Copy the lines below word for word, starting at the line that contains "the white smoke" and ending at the line that contains "x=126 y=327", with both of those lines included.

— Start DATA SUPPLIED —

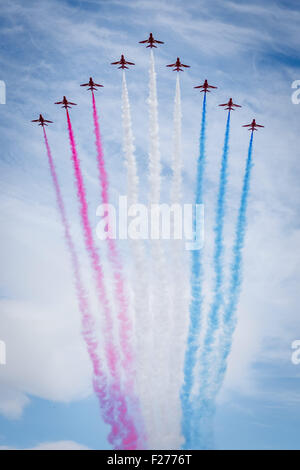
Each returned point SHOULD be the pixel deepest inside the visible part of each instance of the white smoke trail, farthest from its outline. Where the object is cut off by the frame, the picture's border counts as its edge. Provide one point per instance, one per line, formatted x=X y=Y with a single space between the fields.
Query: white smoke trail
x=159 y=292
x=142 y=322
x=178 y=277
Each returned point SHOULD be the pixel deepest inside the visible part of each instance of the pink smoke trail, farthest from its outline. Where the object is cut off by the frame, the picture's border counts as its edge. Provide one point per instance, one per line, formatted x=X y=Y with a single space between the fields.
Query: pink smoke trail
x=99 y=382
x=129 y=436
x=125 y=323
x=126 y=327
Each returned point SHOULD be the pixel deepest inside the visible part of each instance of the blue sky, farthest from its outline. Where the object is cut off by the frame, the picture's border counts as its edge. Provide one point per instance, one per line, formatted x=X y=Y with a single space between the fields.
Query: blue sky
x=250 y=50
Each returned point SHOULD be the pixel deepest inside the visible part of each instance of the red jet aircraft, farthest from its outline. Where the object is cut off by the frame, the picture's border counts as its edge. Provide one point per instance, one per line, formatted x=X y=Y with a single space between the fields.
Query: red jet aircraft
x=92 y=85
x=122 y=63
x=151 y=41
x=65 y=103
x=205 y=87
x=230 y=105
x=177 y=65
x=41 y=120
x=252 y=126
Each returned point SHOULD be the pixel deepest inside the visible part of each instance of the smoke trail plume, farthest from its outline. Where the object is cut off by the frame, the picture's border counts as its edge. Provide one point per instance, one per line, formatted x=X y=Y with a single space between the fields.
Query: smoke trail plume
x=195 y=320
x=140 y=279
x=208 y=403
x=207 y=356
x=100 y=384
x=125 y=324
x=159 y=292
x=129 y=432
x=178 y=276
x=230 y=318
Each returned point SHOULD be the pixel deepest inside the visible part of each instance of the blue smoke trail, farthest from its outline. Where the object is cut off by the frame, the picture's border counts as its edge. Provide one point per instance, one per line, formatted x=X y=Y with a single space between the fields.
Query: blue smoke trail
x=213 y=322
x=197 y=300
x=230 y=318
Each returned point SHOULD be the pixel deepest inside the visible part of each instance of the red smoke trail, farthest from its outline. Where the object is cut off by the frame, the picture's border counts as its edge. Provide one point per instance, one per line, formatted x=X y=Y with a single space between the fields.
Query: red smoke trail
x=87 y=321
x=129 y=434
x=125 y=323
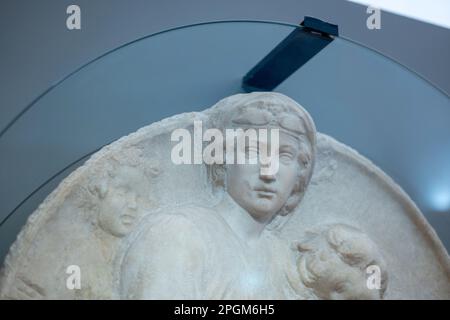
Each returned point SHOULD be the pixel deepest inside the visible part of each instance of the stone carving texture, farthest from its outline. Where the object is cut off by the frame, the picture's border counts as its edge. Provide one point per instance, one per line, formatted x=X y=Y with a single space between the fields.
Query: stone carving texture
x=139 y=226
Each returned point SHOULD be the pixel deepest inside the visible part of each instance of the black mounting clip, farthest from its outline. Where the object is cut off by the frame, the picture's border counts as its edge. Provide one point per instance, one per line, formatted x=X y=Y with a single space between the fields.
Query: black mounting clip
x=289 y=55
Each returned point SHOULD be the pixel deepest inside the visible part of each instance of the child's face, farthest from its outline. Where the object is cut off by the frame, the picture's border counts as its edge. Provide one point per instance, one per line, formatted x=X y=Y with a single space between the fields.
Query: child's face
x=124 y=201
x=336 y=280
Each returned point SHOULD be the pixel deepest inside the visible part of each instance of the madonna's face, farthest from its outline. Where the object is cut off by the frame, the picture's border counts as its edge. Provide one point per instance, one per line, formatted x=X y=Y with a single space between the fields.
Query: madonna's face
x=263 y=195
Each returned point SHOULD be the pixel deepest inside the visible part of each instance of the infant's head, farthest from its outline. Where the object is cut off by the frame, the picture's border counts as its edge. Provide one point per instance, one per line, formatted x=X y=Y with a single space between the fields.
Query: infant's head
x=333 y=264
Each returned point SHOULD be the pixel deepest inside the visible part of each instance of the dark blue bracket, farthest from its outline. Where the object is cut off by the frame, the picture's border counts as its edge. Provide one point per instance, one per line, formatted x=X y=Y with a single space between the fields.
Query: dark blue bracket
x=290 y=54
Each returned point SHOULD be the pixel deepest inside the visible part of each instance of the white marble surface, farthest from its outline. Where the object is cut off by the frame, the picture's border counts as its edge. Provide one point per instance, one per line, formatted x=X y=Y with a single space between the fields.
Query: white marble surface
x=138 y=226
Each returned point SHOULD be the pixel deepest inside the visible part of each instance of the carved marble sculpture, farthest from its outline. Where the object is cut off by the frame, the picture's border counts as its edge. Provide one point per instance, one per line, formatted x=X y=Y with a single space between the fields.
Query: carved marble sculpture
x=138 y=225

— End DATA SUPPLIED —
— Start DATA SUPPLIED —

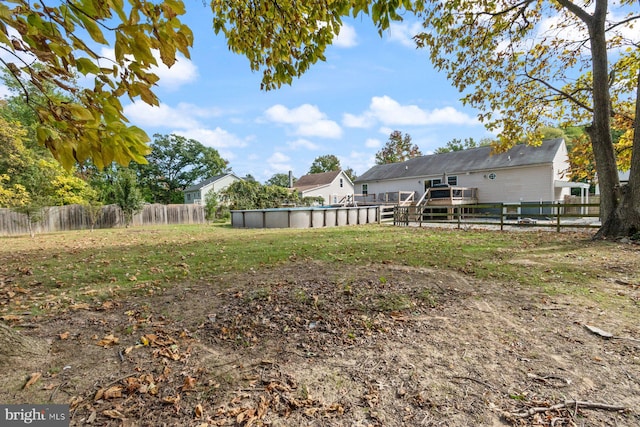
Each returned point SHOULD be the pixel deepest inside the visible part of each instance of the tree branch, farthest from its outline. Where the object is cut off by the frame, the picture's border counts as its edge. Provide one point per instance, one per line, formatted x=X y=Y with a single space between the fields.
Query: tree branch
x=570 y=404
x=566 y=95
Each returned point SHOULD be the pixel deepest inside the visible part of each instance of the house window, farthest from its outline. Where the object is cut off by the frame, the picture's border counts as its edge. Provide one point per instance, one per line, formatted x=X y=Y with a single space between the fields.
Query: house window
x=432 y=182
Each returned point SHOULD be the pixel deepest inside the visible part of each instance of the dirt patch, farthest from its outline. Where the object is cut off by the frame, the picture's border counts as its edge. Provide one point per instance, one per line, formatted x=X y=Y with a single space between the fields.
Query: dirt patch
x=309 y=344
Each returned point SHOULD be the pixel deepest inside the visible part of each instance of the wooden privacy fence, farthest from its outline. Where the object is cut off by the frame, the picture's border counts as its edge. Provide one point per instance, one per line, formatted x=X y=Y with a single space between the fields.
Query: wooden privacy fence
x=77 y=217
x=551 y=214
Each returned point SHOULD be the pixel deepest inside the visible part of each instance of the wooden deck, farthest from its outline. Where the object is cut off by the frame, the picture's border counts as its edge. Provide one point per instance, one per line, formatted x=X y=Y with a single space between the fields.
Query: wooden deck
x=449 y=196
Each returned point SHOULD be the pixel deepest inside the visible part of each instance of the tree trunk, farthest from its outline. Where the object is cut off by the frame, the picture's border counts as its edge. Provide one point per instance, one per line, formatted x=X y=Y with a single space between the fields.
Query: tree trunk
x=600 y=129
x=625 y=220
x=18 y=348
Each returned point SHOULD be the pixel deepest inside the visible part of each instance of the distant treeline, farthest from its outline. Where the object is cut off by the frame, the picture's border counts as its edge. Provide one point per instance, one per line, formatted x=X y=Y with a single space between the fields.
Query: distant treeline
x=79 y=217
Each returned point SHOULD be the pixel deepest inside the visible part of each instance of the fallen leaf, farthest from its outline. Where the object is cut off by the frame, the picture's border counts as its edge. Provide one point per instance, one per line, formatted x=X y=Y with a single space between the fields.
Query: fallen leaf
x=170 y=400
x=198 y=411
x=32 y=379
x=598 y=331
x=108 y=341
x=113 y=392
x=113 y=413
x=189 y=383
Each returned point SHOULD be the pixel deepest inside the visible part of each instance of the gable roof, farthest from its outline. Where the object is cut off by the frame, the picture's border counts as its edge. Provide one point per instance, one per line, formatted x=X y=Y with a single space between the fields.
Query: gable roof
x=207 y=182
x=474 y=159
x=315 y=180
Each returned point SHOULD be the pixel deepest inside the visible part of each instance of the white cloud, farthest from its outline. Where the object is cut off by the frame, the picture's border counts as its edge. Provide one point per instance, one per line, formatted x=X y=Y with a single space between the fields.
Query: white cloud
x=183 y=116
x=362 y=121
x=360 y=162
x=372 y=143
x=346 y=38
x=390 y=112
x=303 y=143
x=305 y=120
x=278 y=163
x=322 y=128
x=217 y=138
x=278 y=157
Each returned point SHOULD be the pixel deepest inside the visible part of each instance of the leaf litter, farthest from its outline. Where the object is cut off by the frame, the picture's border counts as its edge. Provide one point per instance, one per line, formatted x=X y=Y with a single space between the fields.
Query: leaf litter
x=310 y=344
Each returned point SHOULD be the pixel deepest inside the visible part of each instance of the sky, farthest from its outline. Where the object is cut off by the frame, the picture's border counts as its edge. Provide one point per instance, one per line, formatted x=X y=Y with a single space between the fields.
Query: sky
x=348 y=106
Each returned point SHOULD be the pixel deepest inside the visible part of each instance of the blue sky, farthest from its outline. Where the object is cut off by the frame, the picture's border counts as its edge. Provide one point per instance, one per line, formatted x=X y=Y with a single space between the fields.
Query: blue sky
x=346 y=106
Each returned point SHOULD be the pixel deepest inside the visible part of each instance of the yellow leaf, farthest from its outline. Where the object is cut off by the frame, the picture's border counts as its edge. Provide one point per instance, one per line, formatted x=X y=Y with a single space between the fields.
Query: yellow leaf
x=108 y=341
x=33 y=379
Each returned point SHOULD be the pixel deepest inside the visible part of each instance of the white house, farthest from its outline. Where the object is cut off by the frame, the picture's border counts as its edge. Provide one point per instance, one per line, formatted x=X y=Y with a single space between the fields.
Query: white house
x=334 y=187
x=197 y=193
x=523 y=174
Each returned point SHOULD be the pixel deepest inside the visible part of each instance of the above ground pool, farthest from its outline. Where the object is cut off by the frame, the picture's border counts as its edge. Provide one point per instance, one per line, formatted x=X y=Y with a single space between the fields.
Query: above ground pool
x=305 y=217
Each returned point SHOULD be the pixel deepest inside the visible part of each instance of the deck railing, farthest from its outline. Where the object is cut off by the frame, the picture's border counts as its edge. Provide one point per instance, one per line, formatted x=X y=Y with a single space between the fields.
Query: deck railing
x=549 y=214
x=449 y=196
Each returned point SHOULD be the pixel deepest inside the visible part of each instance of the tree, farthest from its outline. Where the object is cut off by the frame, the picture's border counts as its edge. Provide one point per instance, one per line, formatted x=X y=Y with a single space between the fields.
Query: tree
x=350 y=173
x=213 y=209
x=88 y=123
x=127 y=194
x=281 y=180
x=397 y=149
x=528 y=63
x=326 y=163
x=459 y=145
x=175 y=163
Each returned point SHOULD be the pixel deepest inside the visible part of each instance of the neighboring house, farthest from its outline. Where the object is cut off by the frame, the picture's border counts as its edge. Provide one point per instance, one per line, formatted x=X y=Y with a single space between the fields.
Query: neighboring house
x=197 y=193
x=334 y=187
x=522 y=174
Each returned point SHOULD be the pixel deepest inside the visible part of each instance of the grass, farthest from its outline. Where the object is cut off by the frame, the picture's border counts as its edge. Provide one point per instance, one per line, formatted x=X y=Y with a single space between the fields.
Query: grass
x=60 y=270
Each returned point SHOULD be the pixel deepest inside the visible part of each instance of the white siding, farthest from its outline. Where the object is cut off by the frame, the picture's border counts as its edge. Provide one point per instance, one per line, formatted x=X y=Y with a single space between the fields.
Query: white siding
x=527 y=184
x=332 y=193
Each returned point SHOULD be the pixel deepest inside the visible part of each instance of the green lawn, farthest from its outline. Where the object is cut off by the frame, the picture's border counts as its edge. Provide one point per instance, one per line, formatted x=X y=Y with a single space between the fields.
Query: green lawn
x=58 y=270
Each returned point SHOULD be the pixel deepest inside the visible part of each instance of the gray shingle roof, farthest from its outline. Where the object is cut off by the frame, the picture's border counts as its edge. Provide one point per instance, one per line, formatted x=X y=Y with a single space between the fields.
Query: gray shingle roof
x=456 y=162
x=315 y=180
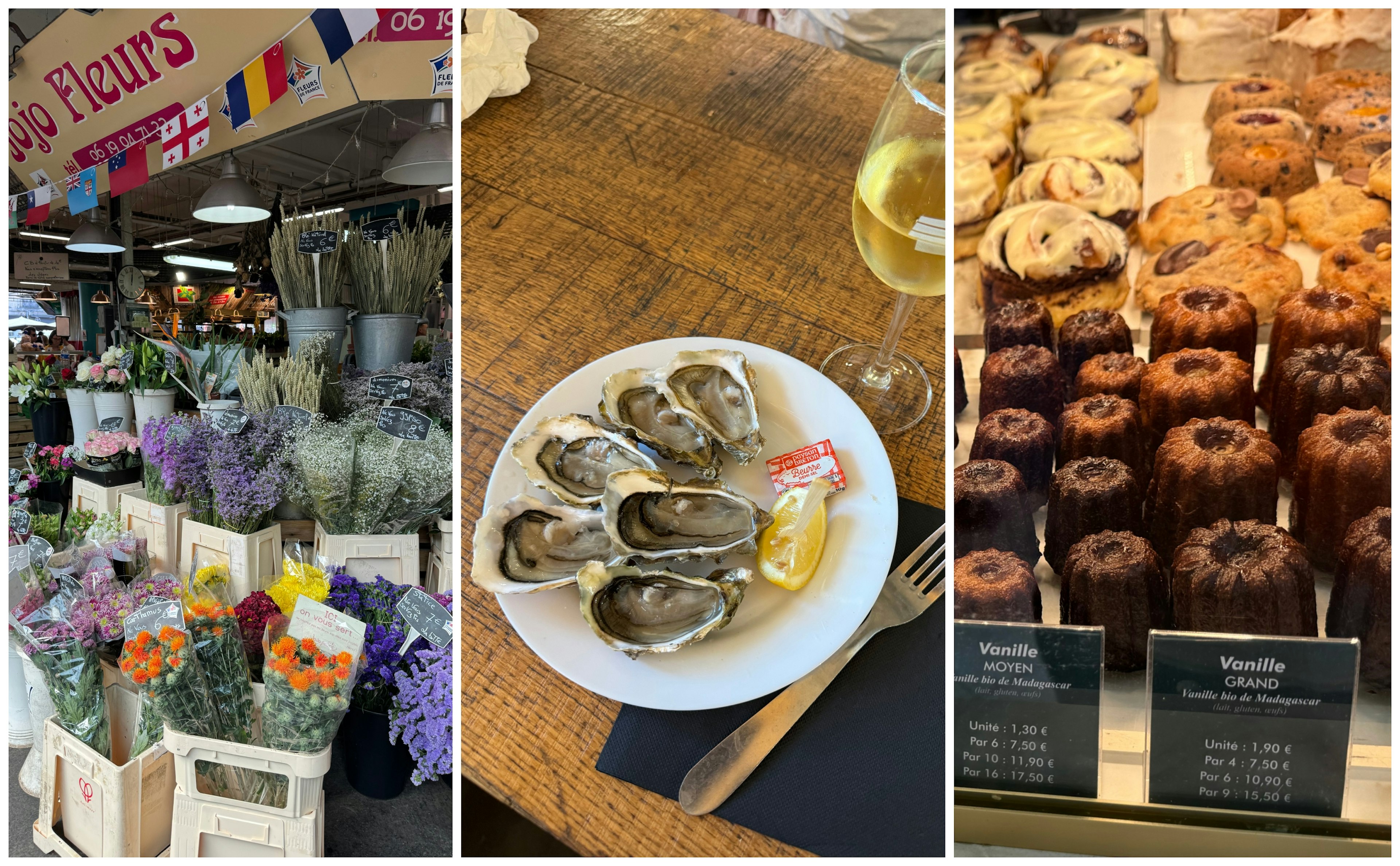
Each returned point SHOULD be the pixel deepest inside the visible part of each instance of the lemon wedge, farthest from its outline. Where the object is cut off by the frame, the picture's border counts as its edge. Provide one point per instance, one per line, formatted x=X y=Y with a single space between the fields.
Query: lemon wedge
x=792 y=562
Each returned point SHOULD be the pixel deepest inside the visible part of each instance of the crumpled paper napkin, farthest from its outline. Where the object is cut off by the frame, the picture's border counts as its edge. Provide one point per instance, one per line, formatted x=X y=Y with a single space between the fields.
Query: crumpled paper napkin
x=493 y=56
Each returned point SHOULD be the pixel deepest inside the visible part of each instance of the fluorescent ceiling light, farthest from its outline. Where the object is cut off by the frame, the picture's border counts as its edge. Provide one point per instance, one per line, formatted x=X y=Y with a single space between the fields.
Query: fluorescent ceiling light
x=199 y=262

— End DATA SUPPLIED —
— Start DATA SUPPLIED —

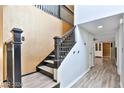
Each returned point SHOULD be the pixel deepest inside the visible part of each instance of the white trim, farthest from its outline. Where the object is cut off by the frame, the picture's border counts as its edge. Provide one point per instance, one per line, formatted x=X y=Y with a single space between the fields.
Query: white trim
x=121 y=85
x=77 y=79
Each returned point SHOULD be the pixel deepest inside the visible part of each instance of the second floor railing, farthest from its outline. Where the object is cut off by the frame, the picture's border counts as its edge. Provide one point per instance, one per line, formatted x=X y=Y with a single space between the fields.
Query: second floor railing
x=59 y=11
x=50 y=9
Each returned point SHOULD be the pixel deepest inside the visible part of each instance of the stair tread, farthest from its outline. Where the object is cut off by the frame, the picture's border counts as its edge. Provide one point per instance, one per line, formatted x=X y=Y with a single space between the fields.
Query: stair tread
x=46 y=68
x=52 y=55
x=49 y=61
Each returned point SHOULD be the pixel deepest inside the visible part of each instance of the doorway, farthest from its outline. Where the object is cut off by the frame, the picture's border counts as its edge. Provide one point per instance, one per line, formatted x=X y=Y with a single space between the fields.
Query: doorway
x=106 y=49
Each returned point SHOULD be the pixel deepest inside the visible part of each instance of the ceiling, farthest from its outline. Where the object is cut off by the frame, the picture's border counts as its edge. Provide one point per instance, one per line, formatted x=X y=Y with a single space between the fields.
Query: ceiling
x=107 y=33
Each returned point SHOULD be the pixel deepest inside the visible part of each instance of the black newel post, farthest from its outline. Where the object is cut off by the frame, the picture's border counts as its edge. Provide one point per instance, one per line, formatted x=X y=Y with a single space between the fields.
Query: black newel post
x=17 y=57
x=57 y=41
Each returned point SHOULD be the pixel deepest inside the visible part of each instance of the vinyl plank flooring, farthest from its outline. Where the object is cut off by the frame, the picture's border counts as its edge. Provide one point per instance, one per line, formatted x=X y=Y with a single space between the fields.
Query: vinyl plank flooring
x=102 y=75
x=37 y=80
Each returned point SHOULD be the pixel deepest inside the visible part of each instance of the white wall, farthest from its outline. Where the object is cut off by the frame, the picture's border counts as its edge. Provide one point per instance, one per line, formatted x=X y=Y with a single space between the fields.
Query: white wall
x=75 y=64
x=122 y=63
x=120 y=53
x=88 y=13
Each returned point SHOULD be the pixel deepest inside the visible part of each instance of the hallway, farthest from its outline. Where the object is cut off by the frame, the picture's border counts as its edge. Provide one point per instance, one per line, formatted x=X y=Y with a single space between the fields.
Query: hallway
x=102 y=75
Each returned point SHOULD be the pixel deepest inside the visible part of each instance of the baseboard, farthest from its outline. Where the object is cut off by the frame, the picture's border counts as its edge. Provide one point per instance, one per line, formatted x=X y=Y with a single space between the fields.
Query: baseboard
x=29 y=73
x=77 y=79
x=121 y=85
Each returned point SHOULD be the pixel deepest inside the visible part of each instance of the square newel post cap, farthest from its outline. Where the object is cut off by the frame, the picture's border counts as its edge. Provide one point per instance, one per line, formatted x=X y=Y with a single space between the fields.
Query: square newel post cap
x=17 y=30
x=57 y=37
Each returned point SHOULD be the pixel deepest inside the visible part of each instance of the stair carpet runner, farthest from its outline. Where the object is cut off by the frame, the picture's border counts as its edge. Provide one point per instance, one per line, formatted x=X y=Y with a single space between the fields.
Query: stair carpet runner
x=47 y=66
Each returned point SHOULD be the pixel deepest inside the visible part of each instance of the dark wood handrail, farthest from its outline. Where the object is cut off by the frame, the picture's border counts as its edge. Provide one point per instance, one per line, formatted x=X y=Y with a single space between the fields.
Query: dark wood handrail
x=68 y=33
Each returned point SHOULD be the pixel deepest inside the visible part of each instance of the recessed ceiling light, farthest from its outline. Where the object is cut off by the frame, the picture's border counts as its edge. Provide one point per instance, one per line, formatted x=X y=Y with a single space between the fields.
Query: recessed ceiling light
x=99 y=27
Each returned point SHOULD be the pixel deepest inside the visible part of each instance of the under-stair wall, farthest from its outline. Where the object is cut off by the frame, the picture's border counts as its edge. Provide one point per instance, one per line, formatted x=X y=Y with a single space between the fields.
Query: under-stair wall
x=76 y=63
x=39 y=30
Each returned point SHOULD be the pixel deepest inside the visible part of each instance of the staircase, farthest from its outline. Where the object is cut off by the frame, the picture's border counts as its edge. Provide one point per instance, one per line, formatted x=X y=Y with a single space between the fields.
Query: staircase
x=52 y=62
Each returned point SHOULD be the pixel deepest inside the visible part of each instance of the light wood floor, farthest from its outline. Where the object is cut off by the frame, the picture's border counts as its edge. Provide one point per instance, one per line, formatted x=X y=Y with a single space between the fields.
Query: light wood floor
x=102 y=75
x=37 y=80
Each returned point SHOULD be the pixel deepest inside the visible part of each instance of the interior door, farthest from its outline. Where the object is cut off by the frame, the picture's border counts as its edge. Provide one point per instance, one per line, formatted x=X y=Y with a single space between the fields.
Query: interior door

— End DATA SUPPLIED —

*EXPECTED OUTPUT*:
Each returned point SHOULD be the pixel deepest inside the visible part of each instance of the white smoke trail, farthest from its outline. Where the object is cut off by the frame, the picture's border counts as its edge. Provide one point per instance, one per line, formatted x=X y=Y with a single space between the fields.
Query: white smoke trail
x=159 y=292
x=142 y=322
x=178 y=277
Each returned point SHOULD be the pixel deepest inside the visible part of each instance of the pink smoke trail, farthest from its outline. Where the object is cut off by the frame, the picture's border counts as its edge. Provide one point per instance, one per line, formatted x=X y=Y with a single space between the fields.
Query: pink smoke trail
x=99 y=382
x=129 y=436
x=125 y=323
x=126 y=327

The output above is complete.